▸ **THE PROBLEM**
Reproduce every one of the following entries word for word, with no changes.

▸ **RECORD EXCERPTS**
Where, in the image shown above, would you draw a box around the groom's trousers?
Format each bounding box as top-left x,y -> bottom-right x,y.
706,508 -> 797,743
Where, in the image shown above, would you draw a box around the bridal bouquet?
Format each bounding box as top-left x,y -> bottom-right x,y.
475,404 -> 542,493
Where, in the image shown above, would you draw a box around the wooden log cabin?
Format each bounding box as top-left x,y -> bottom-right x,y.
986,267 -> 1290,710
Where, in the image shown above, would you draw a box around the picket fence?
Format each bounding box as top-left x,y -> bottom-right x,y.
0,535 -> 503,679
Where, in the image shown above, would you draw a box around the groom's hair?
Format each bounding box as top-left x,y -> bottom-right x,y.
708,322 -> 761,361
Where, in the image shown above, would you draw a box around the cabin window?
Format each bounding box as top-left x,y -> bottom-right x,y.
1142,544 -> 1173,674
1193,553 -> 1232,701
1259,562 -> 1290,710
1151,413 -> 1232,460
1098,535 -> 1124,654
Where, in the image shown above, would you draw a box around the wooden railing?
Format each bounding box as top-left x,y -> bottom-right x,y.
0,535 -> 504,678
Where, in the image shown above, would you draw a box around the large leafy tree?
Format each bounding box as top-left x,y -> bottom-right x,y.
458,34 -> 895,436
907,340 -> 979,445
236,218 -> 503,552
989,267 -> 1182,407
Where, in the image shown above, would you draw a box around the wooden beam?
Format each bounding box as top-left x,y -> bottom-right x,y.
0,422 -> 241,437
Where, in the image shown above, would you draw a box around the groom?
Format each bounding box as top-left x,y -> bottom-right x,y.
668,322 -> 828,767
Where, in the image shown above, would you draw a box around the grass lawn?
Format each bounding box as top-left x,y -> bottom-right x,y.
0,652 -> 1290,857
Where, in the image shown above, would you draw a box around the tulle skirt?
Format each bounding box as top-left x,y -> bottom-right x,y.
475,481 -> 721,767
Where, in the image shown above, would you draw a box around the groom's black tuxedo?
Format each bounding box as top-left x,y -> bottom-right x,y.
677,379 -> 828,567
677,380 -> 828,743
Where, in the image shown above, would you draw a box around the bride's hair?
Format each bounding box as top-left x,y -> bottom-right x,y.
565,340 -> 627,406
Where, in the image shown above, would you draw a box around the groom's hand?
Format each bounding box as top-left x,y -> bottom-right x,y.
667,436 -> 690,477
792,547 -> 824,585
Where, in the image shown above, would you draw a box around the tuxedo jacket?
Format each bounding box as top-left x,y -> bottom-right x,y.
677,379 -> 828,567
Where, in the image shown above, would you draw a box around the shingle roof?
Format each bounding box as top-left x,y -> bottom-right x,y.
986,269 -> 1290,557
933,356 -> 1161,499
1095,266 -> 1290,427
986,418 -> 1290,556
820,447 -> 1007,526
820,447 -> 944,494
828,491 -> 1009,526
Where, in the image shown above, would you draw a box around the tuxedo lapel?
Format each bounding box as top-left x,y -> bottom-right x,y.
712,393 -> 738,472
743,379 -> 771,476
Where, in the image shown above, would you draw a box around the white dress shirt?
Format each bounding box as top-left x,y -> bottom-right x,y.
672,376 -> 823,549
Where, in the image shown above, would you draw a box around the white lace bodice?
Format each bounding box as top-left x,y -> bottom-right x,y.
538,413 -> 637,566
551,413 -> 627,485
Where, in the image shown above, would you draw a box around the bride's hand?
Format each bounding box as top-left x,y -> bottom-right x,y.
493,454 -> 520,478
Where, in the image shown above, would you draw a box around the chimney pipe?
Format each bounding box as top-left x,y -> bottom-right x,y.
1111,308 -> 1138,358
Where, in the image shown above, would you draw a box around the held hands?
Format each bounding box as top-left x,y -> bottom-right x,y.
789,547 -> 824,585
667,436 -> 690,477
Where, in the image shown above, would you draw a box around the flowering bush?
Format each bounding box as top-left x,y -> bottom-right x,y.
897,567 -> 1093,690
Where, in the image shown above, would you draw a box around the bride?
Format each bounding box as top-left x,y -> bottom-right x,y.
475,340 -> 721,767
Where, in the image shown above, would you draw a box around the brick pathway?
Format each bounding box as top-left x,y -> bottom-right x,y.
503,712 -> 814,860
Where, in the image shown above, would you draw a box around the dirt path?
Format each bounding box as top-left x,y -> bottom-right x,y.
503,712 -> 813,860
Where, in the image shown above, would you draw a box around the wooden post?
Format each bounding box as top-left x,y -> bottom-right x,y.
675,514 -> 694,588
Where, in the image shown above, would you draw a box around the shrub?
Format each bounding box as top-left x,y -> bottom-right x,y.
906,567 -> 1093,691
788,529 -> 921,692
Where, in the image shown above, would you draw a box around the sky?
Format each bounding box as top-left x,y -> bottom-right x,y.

▸ **THE RESPONSE**
Where, in the image shown above, would you draw a box around the groom's trousers?
Format each bounding box as top-left x,y -> bottom-right x,y.
706,508 -> 797,743
Where, in the image shown above, would you draw a box around the bridal bouquet?
Format each bounding box as top-left x,y -> bottom-right x,y.
475,404 -> 542,493
Where, in the image shown above, would you draw a box around the wooden log cabin?
Format each bounding box as top-left x,y -> bottom-right x,y.
986,267 -> 1290,710
Where, in the image shown above, would you draw a box around the picket fence?
Format each bounding box as top-left x,y -> bottom-right x,y.
0,535 -> 503,679
Where, in the image shown above, would you draw a box around the groom's hair?
Format each bounding box as top-left x,y -> bottom-right x,y.
708,322 -> 761,361
Where, in the image shown above, would you draw a box around the cabin window?
Format each bounding box as top-left x,y -> bottom-right x,y.
1142,544 -> 1173,674
1193,553 -> 1232,701
1259,562 -> 1290,710
1151,413 -> 1232,460
1098,535 -> 1124,654
Where, in the image shown above, would you draw a box around the wooden railing?
Format each bounding box as top-left x,y -> bottom-right x,y.
0,535 -> 504,678
Where, in the image shown above, would you draw a box around the large leafy tree?
Format each bounding box as top-left x,y -> bottom-right x,y.
458,34 -> 895,436
907,340 -> 979,445
236,218 -> 503,552
989,267 -> 1182,407
Where, in the image shown above, would you draw a box around the wooden beam?
Format each bounding box as top-left x,y -> bottom-right x,y.
0,422 -> 241,437
Where, in the image shown above, would you draw a box around the groom?
Format each bounding box as top-left x,y -> bottom-right x,y.
668,322 -> 828,767
Where, in the image shown above, would you draw a box around the grass lawn?
Format each bounding box as top-left x,y -> bottom-right x,y.
0,652 -> 1290,857
Where, in the image shown above, would you draw a box around the tulle skirt?
Format each bounding box as top-left x,y -> bottom-right x,y.
475,481 -> 721,767
Where, in the image shown above, would you draw a box around the groom's black tuxedo?
Format each bounding box as top-left x,y -> bottom-right x,y.
677,379 -> 828,567
677,380 -> 828,743
Where, in the image shown above, would you draw a box around the bride's hair?
Format each bounding box as top-left x,y -> bottom-right x,y.
565,340 -> 627,406
Where, in the image shown above, would you draw a box around the groom's hand?
Format each bounding box as top-left x,y -> bottom-right x,y.
667,436 -> 690,477
792,547 -> 824,585
Where, in the image shown above, would you draw a box around the tuxedo jacket?
Format each bounding box as top-left x,y -> bottom-right x,y.
677,379 -> 828,567
Where, in the image shown above, would you draw a box around the shingle roof?
Format each bounding box as top-left x,y -> bottom-right x,y.
986,269 -> 1290,557
933,356 -> 1161,499
1095,266 -> 1290,427
986,418 -> 1290,556
820,447 -> 1007,526
820,447 -> 944,494
828,491 -> 1009,526
Where, in the image shown above, would you draw a box around the tuxedo lapel?
Format each bounding box as top-left x,y -> bottom-right x,y.
712,393 -> 738,472
743,379 -> 771,476
Where, in the image shown above, would you draw a box around the white dress shirt?
Format each bounding box as top-left x,y -> bottom-right x,y.
672,376 -> 823,549
Where, in the image shown above, would you draw a box around the white lace bodice?
Format each bounding box as top-left x,y -> bottom-right x,y.
538,413 -> 637,566
551,413 -> 627,485
Where, in the image shown above, would you draw a box around the bride's hand?
Format each bounding box as top-left x,y -> bottom-right x,y.
493,454 -> 520,478
Where, in the image shown above, would you draw a box around the chimney pipe?
Format each bounding box as top-left x,y -> bottom-right x,y.
1111,308 -> 1138,358
Where, in the image shown above, would you draw a box around the held hands?
Format each bounding box as top-left x,y -> bottom-right x,y.
789,547 -> 824,585
667,436 -> 690,477
Where, in the image shown above, would you draw a box around the flowering bush?
Format each bounding box as top-left x,y -> bottom-right x,y.
897,567 -> 1093,690
Where, in the image shown above, would you draw a box around the bride?
Format each bounding box as top-left x,y -> bottom-right x,y.
475,340 -> 721,767
Where, in the image shown above, would you draw a box around the brick pathway?
Format each bounding box as top-left x,y -> bottom-right x,y.
503,712 -> 814,860
Where, in the image shown above, would you draw a box around the dirt path?
Format each bounding box as top-left x,y -> bottom-right x,y.
503,712 -> 813,860
Where, in the image shown above, would you draw a box around the wooden post?
Format each bounding box as top-left x,y -> bottom-right x,y.
675,514 -> 694,588
Where, in the image shown above, would you draw a box around the shrub?
Format each bounding box as top-left x,y -> bottom-right x,y.
906,567 -> 1093,691
788,529 -> 921,692
Where, in the image shown above, would you draw a box around the sky?
Format each bounding box as top-left x,y -> bottom-right x,y.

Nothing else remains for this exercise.